# [Article]

+--

# Piedmont Roll Call



## ABBYS DAD (Aug 31, 2011)

Figured I would start this thread up......

Put the first Either Sex Hunt as my first choice, hope I get it.
They had the drawing at 1 today, so we should start seeing our permits soon.


----------



## Rackbuster (Aug 31, 2011)

Yeah hope to get our party of nine back for the primitive hunt.


----------



## ABBYS DAD (Sep 2, 2011)

got mine in the mail today, first either sex hunt for my group


----------



## Rackbuster (Sep 3, 2011)

Got it today,we will be there Oct. 27-29.


----------



## Paymaster (Sep 7, 2011)

Got picked for 2nd either sex hunt!


----------



## Sargent (Sep 7, 2011)

Nov 10-12.

Gonna be a good one!


----------



## toolmkr20 (Sep 7, 2011)

Gonna be down there Nov 10-12 with Paymaster, Superman, Scambooger and HVAC26. Can't wait should be a good hunt.


----------



## Sargent (Sep 7, 2011)

Is everyone camping Nov 10-12?


----------



## ABBYS DAD (Sep 7, 2011)

did the Nov 10-12 hunt fill up? i was amazed that we got picked for the first firearms hunt. figured it would be the most popular one.


----------



## Paymaster (Sep 7, 2011)

Sargent said:


> Is everyone camping Nov 10-12?



Nuthin happens we will be.


----------



## BIGABOW (Sep 7, 2011)

Good Luck guys, kill a biggun'


----------



## Paymaster (Sep 8, 2011)

BIGABOW said:


> Good Luck guys, kill a biggun'



You goin this year? Need my coffee in the mornin ya know!


----------



## BIGABOW (Sep 8, 2011)

Naa, Start my New Contract Job Sunday. It will be next year..... You and the Boys Kill a Biggun' this year.


----------



## hambone76 (Sep 8, 2011)

I am going on the primitive weapons hunt. I love the first hunt on Piedmont. I just don't like the seed ticks. They have gotten worse in the last few years.


----------



## Paymaster (Sep 8, 2011)

BIGABOW said:


> Naa, Start my New Contract Job Sunday. It will be next year..... You and the Boys Kill a Biggun' this year.



Good luck to ya Bro. I will make my own coffee I guess.


----------



## jmcrae1 (Sep 8, 2011)

i will be there on the Nov 3-5 hunt and i cant wait!


----------



## dgr416 (Sep 12, 2011)

I got all 4 hunts.I have hunted it 20 years if any one wants to go.There are still permits for three hunts.Its an awesomke place.$50 for a hunting club is a bargan these days .

+--

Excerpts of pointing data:
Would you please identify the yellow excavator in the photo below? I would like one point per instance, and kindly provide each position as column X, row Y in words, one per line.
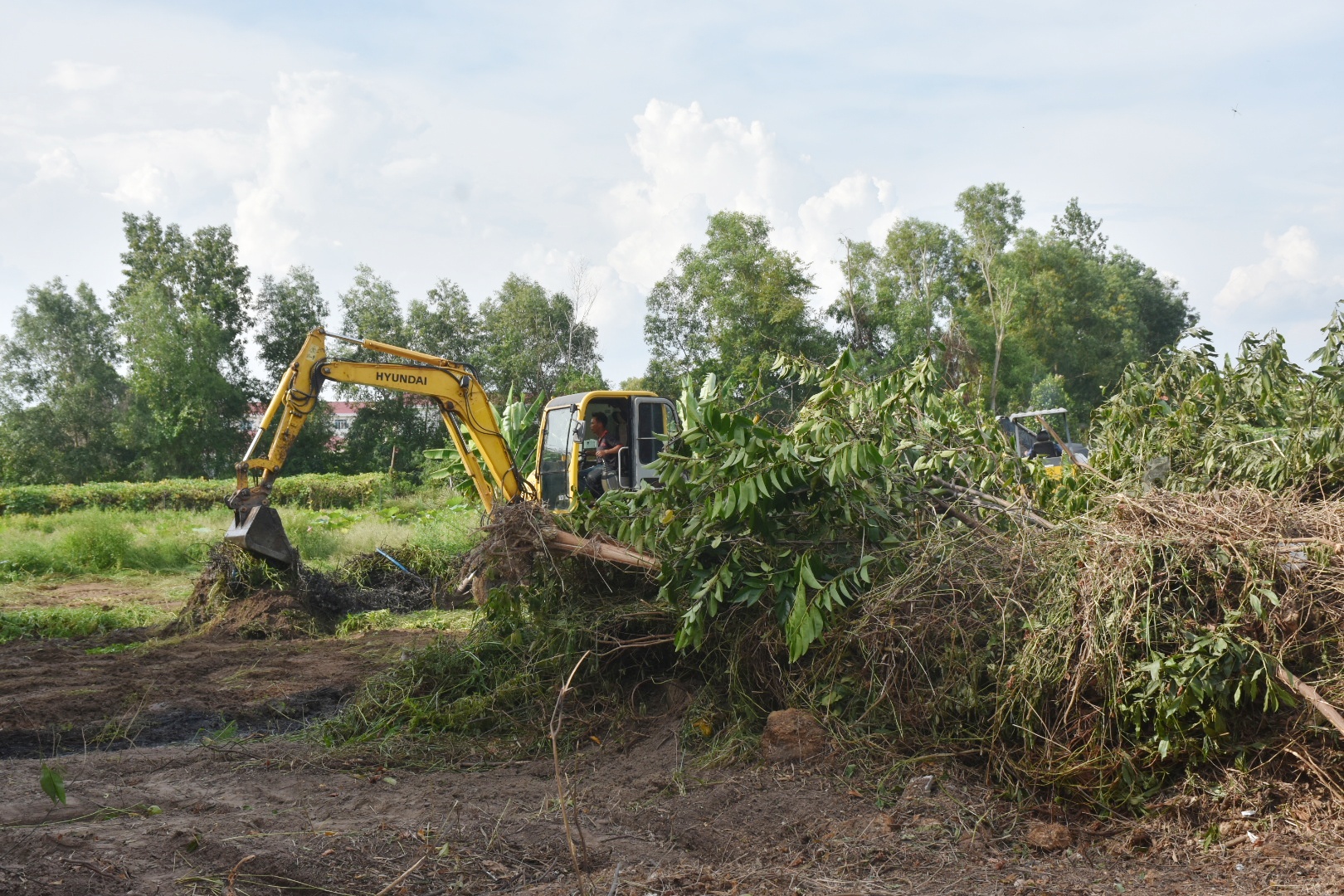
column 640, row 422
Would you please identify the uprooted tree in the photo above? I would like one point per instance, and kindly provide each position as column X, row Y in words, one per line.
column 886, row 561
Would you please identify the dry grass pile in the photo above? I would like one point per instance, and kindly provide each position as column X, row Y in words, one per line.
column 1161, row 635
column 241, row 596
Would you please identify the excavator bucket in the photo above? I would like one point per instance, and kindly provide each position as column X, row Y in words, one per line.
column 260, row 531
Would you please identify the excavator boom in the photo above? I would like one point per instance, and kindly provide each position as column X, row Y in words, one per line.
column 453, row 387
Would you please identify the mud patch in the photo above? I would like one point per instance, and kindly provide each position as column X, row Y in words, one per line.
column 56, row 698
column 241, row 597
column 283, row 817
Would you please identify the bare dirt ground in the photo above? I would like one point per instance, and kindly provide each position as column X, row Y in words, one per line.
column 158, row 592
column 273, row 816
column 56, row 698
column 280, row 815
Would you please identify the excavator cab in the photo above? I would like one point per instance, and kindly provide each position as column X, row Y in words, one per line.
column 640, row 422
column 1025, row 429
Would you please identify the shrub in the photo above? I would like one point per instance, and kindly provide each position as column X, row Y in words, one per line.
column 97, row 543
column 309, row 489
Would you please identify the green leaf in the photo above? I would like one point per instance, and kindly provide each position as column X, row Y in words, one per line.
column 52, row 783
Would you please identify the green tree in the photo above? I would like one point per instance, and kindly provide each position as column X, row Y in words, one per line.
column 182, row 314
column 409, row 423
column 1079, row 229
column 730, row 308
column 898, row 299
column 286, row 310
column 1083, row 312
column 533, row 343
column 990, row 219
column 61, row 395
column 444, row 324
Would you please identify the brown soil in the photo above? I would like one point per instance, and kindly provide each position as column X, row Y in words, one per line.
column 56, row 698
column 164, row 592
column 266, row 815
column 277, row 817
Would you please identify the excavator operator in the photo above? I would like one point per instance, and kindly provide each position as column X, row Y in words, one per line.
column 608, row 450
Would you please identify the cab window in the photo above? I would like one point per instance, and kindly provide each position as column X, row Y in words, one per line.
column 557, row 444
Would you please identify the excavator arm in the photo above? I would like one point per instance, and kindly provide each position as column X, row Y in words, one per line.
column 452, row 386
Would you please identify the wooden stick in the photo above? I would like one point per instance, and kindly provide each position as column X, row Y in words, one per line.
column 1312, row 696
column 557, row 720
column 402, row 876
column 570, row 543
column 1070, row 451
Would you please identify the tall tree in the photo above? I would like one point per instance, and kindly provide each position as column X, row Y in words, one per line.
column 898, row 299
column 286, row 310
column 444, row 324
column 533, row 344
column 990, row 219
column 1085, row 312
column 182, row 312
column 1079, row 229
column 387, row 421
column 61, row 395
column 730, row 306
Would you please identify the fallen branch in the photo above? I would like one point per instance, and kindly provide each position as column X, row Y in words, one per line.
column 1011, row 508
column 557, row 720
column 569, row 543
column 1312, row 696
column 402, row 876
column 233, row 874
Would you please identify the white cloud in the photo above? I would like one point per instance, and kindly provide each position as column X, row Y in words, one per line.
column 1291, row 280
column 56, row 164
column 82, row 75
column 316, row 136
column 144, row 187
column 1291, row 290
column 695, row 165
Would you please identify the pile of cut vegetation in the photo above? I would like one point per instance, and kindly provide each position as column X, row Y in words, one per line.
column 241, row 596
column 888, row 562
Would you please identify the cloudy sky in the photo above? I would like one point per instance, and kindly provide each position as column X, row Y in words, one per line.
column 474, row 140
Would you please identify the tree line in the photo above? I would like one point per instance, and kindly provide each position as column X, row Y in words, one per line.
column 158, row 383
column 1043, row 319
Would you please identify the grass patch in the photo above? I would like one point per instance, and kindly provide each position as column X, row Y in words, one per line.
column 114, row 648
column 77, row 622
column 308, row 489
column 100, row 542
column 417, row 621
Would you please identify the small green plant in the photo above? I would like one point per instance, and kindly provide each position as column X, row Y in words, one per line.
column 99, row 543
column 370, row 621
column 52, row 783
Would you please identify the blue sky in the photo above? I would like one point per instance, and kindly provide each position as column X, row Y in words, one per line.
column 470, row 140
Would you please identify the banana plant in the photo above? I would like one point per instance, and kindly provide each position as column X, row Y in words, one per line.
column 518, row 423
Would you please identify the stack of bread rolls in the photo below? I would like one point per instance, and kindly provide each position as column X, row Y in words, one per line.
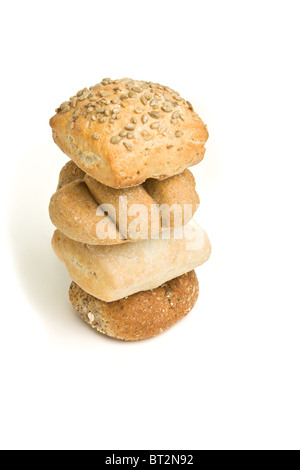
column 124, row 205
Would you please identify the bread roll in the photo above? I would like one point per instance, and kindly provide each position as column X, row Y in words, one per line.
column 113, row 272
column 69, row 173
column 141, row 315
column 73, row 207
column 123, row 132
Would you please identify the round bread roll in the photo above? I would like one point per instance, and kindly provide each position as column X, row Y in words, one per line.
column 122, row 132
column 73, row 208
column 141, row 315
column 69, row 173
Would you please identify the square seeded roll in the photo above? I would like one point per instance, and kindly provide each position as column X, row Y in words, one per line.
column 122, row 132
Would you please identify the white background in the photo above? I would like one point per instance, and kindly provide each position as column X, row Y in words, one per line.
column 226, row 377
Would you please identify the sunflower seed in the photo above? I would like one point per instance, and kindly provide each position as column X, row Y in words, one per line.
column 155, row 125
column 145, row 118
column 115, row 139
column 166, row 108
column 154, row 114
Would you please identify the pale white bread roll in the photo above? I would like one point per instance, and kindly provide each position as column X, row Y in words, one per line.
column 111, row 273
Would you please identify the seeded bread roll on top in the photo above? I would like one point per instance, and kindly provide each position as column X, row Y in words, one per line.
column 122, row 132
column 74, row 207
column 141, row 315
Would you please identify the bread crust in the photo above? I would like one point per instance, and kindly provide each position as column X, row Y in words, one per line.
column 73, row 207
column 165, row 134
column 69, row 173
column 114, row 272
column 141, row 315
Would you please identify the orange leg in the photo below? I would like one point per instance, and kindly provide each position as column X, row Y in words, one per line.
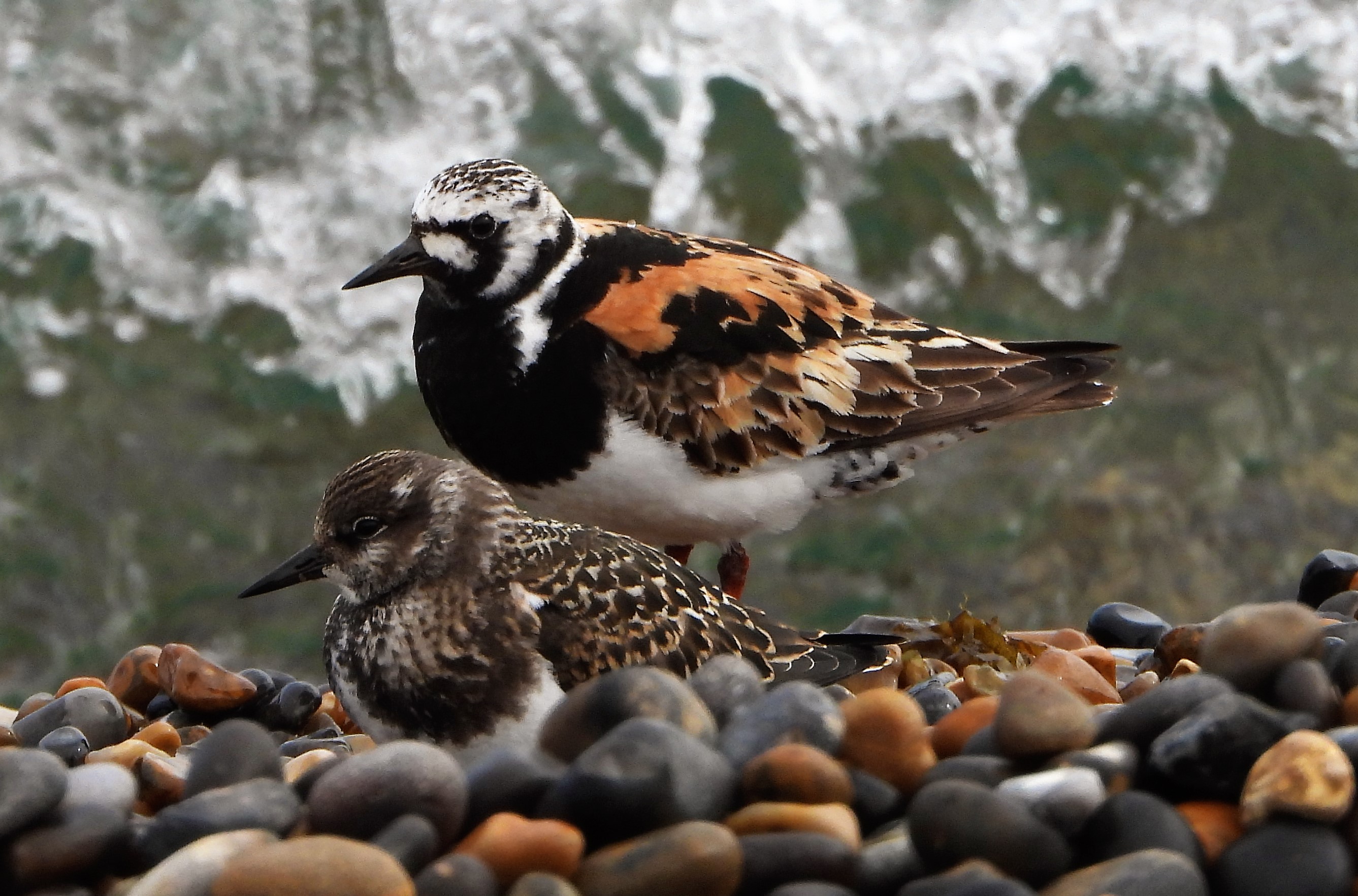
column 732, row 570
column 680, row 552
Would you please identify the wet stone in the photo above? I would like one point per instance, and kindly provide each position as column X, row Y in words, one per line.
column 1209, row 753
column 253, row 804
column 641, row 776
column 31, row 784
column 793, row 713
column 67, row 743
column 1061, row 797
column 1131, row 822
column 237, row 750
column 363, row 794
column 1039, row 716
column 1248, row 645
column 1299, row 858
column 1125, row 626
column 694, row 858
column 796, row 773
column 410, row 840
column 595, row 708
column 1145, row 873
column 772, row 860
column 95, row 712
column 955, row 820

+--

# [List of tasks]
**A.** In the Piedmont roll call thread, whom does toolmkr20 name as going along on the Nov 10-12 hunt?
**B.** Could you carry the Piedmont roll call thread on from its last post?
The entries have nothing to do with this.

# [In response]
**A.** Paymaster, Superman, Scambooger and HVAC26.

**B.**
----------



## hoochfisher (Sep 12, 2011)

I'll be there 11/3-5. It'll be my first time down there. Going with my father in law, uncle in law and his buddies he goes with every year.


----------



## CharrDad (Sep 15, 2011)

First hunt for me.


----------



## hoochfisher (Sep 17, 2011)

Just got back from putting about 15 miles on my boots. Its gonna be a GOOD hunt!


----------



## Paymaster (Sep 23, 2011)

Got my paid permit in my wallet. I am ready to do it!!!!!!


----------



## Rackbuster (Sep 23, 2011)

Got mine also,just waiting on 10-26 to set up camp n look around.


----------



## scambooger (Sep 24, 2011)

got my paid permit in the mail today.


----------



## Paymaster (Sep 24, 2011)

scambooger said:


> got my paid permit in the mail today.



If the weather is good, it is gonna be a blast with all our group down there this year!


----------



## ABBYS DAD (Sep 26, 2011)

got mine too, i'm actually excited about going back down this year. i took a few years off after my equipment was stolen out of the woods. vowed to never return, but it's not it's not piedmonts fault just the scumbags who were hunting next to me.


----------



## Rackbuster (Oct 12, 2011)

2 more weeks this time will be sitting round fire telling lies and getting ready for day 1.Getting antsy and ready to go.


----------



## ryanrambo24 (Oct 16, 2011)

any recomended hunting zones? I here its all good but just curious if anyones had consistant luck in any particular area.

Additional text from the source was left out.